__Directions for this task__
Your response must consist of the listing below, repeated exactly.

Start of Block

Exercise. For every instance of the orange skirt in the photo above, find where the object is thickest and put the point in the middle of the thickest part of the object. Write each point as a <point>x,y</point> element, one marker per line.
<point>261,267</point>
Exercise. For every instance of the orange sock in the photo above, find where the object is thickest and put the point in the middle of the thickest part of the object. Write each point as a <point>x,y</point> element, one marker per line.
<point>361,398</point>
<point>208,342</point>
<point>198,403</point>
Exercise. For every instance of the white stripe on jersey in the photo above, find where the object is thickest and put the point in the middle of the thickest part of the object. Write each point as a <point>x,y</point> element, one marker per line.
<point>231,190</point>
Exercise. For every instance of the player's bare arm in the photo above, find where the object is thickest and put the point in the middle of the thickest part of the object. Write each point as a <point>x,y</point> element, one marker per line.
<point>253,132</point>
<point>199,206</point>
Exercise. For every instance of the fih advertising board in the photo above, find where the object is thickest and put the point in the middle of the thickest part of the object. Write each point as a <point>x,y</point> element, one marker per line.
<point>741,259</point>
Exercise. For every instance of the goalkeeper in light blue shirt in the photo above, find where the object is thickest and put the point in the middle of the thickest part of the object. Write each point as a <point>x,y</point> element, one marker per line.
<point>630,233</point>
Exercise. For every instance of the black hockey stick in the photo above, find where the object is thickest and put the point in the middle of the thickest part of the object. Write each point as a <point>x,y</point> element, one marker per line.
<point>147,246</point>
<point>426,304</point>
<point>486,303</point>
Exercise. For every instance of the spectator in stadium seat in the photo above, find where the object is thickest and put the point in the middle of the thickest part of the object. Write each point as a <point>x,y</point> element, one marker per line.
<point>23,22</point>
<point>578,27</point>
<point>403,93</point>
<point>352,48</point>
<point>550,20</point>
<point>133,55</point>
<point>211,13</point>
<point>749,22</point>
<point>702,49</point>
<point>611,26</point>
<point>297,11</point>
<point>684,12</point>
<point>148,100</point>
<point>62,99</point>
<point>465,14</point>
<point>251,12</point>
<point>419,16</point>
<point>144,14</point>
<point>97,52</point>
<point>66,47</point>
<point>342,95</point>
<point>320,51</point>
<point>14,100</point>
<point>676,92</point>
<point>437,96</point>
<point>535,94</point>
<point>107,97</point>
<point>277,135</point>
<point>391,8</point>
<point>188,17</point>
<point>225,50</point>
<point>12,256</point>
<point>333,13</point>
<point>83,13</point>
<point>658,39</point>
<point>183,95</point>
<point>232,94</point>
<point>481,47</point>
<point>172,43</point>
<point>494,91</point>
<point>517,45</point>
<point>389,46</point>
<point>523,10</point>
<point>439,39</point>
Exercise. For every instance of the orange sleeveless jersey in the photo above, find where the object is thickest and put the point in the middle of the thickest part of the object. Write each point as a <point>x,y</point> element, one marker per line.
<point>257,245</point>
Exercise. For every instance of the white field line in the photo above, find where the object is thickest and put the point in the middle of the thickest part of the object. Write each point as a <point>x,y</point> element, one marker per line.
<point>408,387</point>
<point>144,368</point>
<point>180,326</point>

End of Block

__Exercise solution__
Exercise. For every instance of the orange skirt in the photo above, find where the object is thickest and put the point in the middle of the thickest part of the object. Write each point as a <point>x,y</point> element, one marker per line.
<point>261,267</point>
Exercise. For every instance of the orange sock in the photo above, find where the object is thickest and put the point in the middle of the thickest part of the object. Write each point as a <point>x,y</point> element, one marker per line.
<point>361,398</point>
<point>208,342</point>
<point>198,403</point>
Exercise. For every instance of the white stripe on jersey in the photo above, find where the object is thickest and put the point in the middle of the thickest part of the object. Write each point as a <point>x,y</point> element, one marker per line.
<point>231,190</point>
Exercise. For every instance of the player's bare arm in the photo above, find where the object is thickest and put the point in the middle of the thickest part of the object. Write each point as a <point>x,y</point> element, one marker per line.
<point>253,132</point>
<point>199,206</point>
Exercise. For every instance of the fih advertising board in the photo above, find where the object is thickest and put the point in the middle of the thickest part of the object. Write each point as a <point>x,y</point> element, one marker per line.
<point>741,259</point>
Exercise. For every instance of the goalkeeper in light blue shirt in the photo above, find where the object is thickest and put the point in the middle of the thickest part of the object. Write each point as a <point>x,y</point> element, one marker per line.
<point>630,233</point>
Exercise. For every instance of the black hockey stick in the photo above, find where the object is thickest and put the point in the middle of the thickest part of the object. Write each point as a <point>x,y</point> element, one marker per line.
<point>147,246</point>
<point>426,304</point>
<point>486,303</point>
Exercise. For every instance of the spectator in stadium seat in the photo above, find where the object is thickest and put the point in the middle of the thickest part of the object. Write each point as a <point>x,y</point> element, one marker per line.
<point>23,22</point>
<point>578,27</point>
<point>403,93</point>
<point>352,48</point>
<point>550,20</point>
<point>133,55</point>
<point>211,13</point>
<point>749,22</point>
<point>702,49</point>
<point>611,26</point>
<point>297,11</point>
<point>684,12</point>
<point>148,100</point>
<point>62,99</point>
<point>465,14</point>
<point>251,12</point>
<point>419,16</point>
<point>144,14</point>
<point>97,52</point>
<point>66,47</point>
<point>342,95</point>
<point>320,51</point>
<point>14,100</point>
<point>676,92</point>
<point>437,96</point>
<point>535,94</point>
<point>107,97</point>
<point>277,135</point>
<point>391,8</point>
<point>188,17</point>
<point>225,50</point>
<point>12,256</point>
<point>333,13</point>
<point>83,13</point>
<point>658,39</point>
<point>183,95</point>
<point>232,94</point>
<point>481,47</point>
<point>172,43</point>
<point>494,91</point>
<point>517,45</point>
<point>389,46</point>
<point>523,10</point>
<point>439,39</point>
Exercise. For every instance of the orange sleeveless jersey in the photo above, find where the object is thickest and put the point in the middle of the thickest part of the object. Write each point as a <point>x,y</point> element, one marker per line.
<point>257,245</point>
Exercise. For every instance of the white field line in the photo above, find where the object is thickest and put the point in the middle of the thickest part of the object. Write each point as a <point>x,y</point> element, one marker per line.
<point>408,387</point>
<point>144,368</point>
<point>180,326</point>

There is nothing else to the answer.